**PAGE:**
[start]

Hetchel, who is now a cygnet, tells Bobbin that the swan who visits him every year on his birthday came to save the Weavers from the Third Shadow that is about to cover the world. Bobbin then moves on to find the flock. On his way, he meets other guilds and has several adventures. Eventually, he encounters a Cleric, Bishop Mandible, who is after the Scrying Sphere of the Glassmakers, the swords of the Blacksmiths, and the products of the Shepherds. Mandible claims the Weaver's distaff to rule the world with an army of the undead, thus fulfilling the prophecies. By playing the draft of "Opening" on a nearby graveyard, he tears the fabric of the universe apart and allows an entity called "Chaos" to enter. Chaos kills Mandible and summons an army of undead to destroy the earth. Bobbin reclaims the distaff from the dead Bishop and heals many of the tears in the pattern, along the way helping many of his previous acquaintances, who were hurt or killed by Chaos's army. Finally, he battles Chaos, who is striving to take control of the great Loom on his native island. The battle ends as Chaos kills his stepmother using the draft of "Unmaking". It is hinted, however, that it is still possible to save Hetchel, as "one feather still remained intact".

Bobbin then destroys the great Loom using the same draft. He is joined by his mother and the other Weavers and is told that one half of the world will be ruled by Chaos while the Weavers will stay in the other half, and that with time, they may gain enough power to challenge Chaos again. Bobbin casts "Transcendence" upon himself, and with the aid of his mother and the other villagers in their swan forms, he flies away, carrying the ripple across the world. His friends watch the flock of the swans fly away; it remains unclear whether Bobbin has left them in Chaos' realm or has saved them.

== Development ==
=== Music ===
The in-game music consists of excerpts from the Swan Lake ballet by Tchaikovsky and Ricardo Drigo, arranged for MIDI by George "The Fat Man" Sanger. While supporting basic PC speaker sound and AdLib, the EGA version originally lacked built-in Roland MT-32 support. A form included in the package could be mailed to Lucasfilm Games as an order for an extra game disk providing MT-32 support which was later also released as a downloadable patch. This disk also came with an additional overture which was played prior to the opening cutscene.

[end]

**DIRECTIVE 1:** Count how many lines in the records below contain the string "every", and reply with the number alone.

(Labeling and segmentation records)
[start]

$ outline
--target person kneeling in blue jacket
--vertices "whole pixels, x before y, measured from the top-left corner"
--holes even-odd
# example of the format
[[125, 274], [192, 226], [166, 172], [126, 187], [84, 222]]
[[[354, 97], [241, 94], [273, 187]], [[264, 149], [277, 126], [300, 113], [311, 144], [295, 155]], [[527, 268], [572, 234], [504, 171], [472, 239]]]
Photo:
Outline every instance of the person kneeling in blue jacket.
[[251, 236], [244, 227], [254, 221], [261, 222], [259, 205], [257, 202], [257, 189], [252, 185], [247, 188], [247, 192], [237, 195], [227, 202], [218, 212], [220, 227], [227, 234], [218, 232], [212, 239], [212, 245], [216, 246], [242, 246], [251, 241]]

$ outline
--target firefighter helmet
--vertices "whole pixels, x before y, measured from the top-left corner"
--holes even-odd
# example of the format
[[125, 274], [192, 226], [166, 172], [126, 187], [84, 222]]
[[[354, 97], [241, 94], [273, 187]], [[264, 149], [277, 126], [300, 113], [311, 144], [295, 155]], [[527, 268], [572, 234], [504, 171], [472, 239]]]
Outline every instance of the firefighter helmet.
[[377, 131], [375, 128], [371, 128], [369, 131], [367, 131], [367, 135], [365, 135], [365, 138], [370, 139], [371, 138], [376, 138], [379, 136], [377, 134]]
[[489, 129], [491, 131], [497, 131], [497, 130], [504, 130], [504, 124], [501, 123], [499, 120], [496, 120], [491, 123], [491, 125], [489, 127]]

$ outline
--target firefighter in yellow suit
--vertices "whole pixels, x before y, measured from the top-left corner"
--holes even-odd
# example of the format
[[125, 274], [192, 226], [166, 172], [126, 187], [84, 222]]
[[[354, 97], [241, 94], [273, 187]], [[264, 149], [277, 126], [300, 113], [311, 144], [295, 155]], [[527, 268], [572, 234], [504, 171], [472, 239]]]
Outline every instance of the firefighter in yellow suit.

[end]

**DIRECTIVE 2:** Please pick up the text on the game's story and music from its last sentence and continue it.

**RESULT 1:** 3

**RESULT 2:**
=== Package contents ===
The original package offered an audio tape with a 30-minute audio drama that explained the nature and history of the world of Loom, and the circumstances of Bobbin's birth. The game is a direct continuation of the story. The drama was enriched by original music composed by Jerry Gerber. Side A of the tape was encoded for standard Dolby-B playback; side B was labelled "game music" and had a composition of the game's soundtrack. In other releases of the game, side B had the identical program with side A encoded for Dolby-S. It was the first commercial cassette to employ Dolby-S noise reduction.

The package also offered an illustrated notebook, The Book of Patterns, supposedly belonging to apprentice weavers in the game world. Its purpose was to optionally note there the drafts that could be learned, as well as describing some that were not seen in the game, with interesting tales related to each draft. Each description also included a staff and four spaces in which to record the four respective notes of the draft. The book contained a warning saying that wise spellweavers write in pencil; this is because many of the spells in the game have randomized threads (musical notes). In the original disk versions, it also acted as a form of copy protection; the game would ask players for the notes of a particular draft in the book at start-up. If the player doesn't enter the correct notes, the game would exit back to the operating system (in the PC version, it would enter demo mode).

=== Orson Scott Card ===
A common misconception about Loom is that author Orson Scott Card contributed to its original development, based on his name appearing in the credits. Card mentions in a review for Loom that this is untrue, and that Moriarty included his name in the credits due to some very minor feedback he had provided prior to the game's release. Card's association with Lucasfilm continued, however, leading to more significant contributions to The Secret of Monkey Island, Looms 1992 "talkie" release, and The Dig (1995).

== Release history ==
Loom was originally published for MS-DOS on floppy disk with 16-color EGA graphics in May 1990. This version was soon after released on the Amiga, the Atari ST, and Macintosh.

=== FM Towns ===
Loom was redeveloped for the Japanese FM Towns computer and released on CD-ROM in 1991 with enhanced 256-color VGA graphics and a new digital soundtrack. The dialogue and story elements remained largely unchanged from the original version, though at least one scene was partially censored of blood, and some elements of the visual design were lost. A similar version was released for the TurboGrafx-CD in 1992, but featured a mix of visuals from the 16- and 256-color versions, adapted to that system's color palette.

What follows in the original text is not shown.